- [What the task asks]
Add 31 to every bounding-box coordinate in the results and write out the stretch of lines from the start through the line containing "[200,183,225,203]", leaving every other line unchanged.

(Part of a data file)
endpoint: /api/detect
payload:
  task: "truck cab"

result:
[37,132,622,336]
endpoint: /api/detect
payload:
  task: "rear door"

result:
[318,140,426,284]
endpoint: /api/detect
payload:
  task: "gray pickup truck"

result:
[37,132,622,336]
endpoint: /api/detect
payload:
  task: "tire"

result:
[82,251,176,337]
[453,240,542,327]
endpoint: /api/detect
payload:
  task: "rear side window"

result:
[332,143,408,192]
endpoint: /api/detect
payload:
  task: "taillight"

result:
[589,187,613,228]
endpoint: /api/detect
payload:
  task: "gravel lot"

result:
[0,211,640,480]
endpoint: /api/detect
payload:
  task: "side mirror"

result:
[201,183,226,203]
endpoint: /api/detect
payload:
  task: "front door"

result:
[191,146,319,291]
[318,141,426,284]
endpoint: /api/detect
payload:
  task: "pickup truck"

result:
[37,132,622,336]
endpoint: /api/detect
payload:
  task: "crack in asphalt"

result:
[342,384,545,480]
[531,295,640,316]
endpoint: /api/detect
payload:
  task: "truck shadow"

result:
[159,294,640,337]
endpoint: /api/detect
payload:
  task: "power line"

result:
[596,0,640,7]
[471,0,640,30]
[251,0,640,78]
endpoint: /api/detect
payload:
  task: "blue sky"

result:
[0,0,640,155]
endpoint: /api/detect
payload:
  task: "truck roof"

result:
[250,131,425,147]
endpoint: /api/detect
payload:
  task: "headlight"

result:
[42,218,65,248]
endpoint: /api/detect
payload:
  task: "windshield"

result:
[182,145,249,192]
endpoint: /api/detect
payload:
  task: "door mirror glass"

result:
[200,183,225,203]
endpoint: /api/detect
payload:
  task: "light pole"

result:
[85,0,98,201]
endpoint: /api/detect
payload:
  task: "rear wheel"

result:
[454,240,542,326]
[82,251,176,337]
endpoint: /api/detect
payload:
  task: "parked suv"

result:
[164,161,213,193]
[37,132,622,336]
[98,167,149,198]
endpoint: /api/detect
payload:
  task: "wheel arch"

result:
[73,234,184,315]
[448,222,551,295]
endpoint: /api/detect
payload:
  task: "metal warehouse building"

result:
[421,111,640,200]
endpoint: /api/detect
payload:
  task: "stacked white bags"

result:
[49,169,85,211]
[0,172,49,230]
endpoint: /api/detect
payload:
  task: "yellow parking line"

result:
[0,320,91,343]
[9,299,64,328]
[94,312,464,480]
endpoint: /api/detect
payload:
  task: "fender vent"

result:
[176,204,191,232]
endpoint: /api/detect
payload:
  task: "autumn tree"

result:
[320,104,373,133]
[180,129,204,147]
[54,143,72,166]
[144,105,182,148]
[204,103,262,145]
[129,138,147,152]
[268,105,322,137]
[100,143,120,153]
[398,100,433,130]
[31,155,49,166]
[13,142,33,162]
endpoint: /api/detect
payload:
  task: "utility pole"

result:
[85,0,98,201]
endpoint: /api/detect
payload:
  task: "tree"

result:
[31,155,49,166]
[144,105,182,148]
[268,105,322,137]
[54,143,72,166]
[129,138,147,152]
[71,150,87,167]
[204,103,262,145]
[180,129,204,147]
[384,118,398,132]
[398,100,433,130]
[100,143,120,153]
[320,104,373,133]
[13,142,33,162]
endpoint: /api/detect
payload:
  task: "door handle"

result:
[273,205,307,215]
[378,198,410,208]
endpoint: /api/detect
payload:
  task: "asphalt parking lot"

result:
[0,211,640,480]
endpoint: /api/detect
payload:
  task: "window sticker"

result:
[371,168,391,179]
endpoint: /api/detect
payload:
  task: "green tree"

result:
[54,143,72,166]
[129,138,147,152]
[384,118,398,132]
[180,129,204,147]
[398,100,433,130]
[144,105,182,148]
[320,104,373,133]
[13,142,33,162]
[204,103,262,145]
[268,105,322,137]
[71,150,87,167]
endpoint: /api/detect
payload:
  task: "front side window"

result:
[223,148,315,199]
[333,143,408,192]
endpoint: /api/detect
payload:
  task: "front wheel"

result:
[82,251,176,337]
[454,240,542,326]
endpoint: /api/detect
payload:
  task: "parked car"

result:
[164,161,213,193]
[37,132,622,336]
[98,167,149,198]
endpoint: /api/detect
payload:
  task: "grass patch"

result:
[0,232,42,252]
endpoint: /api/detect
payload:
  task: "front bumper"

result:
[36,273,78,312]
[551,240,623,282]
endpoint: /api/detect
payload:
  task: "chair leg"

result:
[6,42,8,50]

- [Task response]
endpoint: /api/detect
payload:
  task: "truck cab"

result:
[68,163,653,367]
endpoint: /api/detect
payload:
  task: "rear door"

result:
[349,171,457,315]
endpoint: /api/detect
payload:
  task: "gray pickup truck"

result:
[68,163,653,367]
endpoint: /api/detect
payload:
  task: "tire"

result:
[113,282,207,368]
[484,271,573,358]
endpoint: /api/detect
payload:
  task: "rear side window"

result:
[363,174,439,223]
endpoint: /api/detect
payload:
  task: "taillight"

result:
[620,218,644,259]
endpoint: /api/detect
payload:
  task: "gravel lot"

result:
[31,242,671,511]
endpoint: /api/detect
payload:
  task: "side mirror"

result:
[232,214,257,234]
endpoint: /api/detect
payload:
  task: "front door"

result:
[222,177,350,322]
[349,172,457,315]
endpoint: /api/detect
payload:
  task: "pickup truck"

result:
[68,163,653,367]
endpoint: /api/detect
payload:
  task: "crack in asphalt"

result:
[373,415,576,511]
[562,326,671,347]
endpoint: /api/detect
payload:
  task: "truck shadow"

result:
[190,325,671,368]
endpoint: /api/detect
payload:
  task: "power line"

result:
[627,31,671,38]
[502,31,671,61]
[282,31,671,109]
endpoint: /api/detect
payload:
  task: "blue sky"

result:
[31,31,671,186]
endpoint: /api/detect
payload:
  task: "truck roof"

result:
[281,162,456,178]
endpoint: /api/detect
payload:
  task: "headlight"

result:
[73,249,96,279]
endpoint: /api/detect
payload:
  task: "windshield"

result:
[213,176,280,223]
endpoint: /api/detect
payload:
  task: "door mirror glass"

result:
[231,214,256,234]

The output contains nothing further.